Text segment:

What is GDPR?
Currently, the UK relies on the Data Protection Act 1998, which was enacted following the 1995 EU Data Protection Directive, but this will be replaced by the new legislation. It introduces tougher fines for non-compliance and breaches, and gives people more say over what companies can do with their data. It also makes data protection rules more or less identical throughout the EU. The GDPR is EU’s new framework for data protection laws that took 4 years to write through international consultations finished in May 2016 and enforceable from 25th May 2018. In theory, this law does not only apply to EU members, but all countries that exchange information with the EU. It has been confirmed by the British ministers that UK will be complying.
Who does it apply to?
GDPR will apply to any individual, organisation and company that is either controlling or processing personal information that can be used to identify a person, such as name, address, IP address and even things like your religious and political views, sexual orientation, medical history and more. If you are currently subject to the Data Protection Act, it is likely that you will also be subject to the GDPR.

Point localization data
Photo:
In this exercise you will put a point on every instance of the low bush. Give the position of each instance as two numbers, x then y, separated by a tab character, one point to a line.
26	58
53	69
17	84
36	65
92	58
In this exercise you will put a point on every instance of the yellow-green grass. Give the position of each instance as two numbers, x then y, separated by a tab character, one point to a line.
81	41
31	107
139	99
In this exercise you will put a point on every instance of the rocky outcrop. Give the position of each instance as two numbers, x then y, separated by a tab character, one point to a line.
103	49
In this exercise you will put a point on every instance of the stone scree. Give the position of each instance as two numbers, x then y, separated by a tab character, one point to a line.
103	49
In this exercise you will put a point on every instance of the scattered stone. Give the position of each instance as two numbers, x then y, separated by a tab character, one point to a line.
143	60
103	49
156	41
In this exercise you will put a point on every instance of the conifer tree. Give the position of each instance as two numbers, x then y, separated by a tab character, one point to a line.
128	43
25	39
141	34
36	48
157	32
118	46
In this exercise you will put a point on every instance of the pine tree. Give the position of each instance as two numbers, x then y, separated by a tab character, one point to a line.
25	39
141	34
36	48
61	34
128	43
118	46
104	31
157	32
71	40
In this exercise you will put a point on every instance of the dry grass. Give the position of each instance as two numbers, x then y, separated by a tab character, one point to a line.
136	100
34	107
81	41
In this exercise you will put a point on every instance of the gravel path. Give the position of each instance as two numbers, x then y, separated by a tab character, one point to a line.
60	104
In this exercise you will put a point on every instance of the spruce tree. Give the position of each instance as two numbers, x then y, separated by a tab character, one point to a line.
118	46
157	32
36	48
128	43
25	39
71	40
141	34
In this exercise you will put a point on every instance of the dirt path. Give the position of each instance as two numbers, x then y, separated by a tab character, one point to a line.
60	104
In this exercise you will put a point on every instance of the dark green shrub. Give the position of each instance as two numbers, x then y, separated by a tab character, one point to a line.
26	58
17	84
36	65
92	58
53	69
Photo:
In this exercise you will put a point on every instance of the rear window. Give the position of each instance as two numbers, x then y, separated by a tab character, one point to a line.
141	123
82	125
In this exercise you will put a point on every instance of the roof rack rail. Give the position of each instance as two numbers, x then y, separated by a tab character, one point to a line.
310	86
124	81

Task set:
• 1. Answer these questions about the GDPR text:
(a) From what date is the GDPR enforceable?
(b) What law does the UK currently rely on for data protection?
(c) Who is likely to also be subject to the GDPR?
• 2. Rewrite the GDPR text from "Currently, the UK" to "will be complying.", putting "structure" in place of "framework".
• 3. Pick up the text on GDPR after its last sentence and keep writing.

Answer section:
• 1.
(a) 25th May 2018
(b) The Data Protection Act 1998
(c) Anyone currently subject to the Data Protection Act

• 2.
Currently, the UK relies on the Data Protection Act 1998, which was enacted following the 1995 EU Data Protection Directive, but this will be replaced by the new legislation. It introduces tougher fines for non-compliance and breaches, and gives people more say over what companies can do with their data. It also makes data protection rules more or less identical throughout the EU. The GDPR is EU’s new structure for data protection laws that took 4 years to write through international consultations finished in May 2016 and enforceable from 25th May 2018. In theory, this law does not only apply to EU members, but all countries that exchange information with the EU. It has been confirmed by the British ministers that UK will be complying.

• 3.
Personal information that can be used to identify a person, such as name, address, IP address and even things like your relogious and political views, sexual orientation and more.
So what's new in GDPR?
All 99 GDPR articles outline the rights of individuals and obligations placed on organisations covered by the regulation. These include allowing people to have easier access to the data companies hold about them, a new fines structure and a clear responsibility for organisations to obtain the consent of people they collect information about. Whilst most organisation deem GDPR as a good move, small companies and startups will be struggling to go through all the formalities as no information has been passed onto them. Only 6 months remaining for the GDPR to become a reality and if you’ve never heard of it, you’re not alone.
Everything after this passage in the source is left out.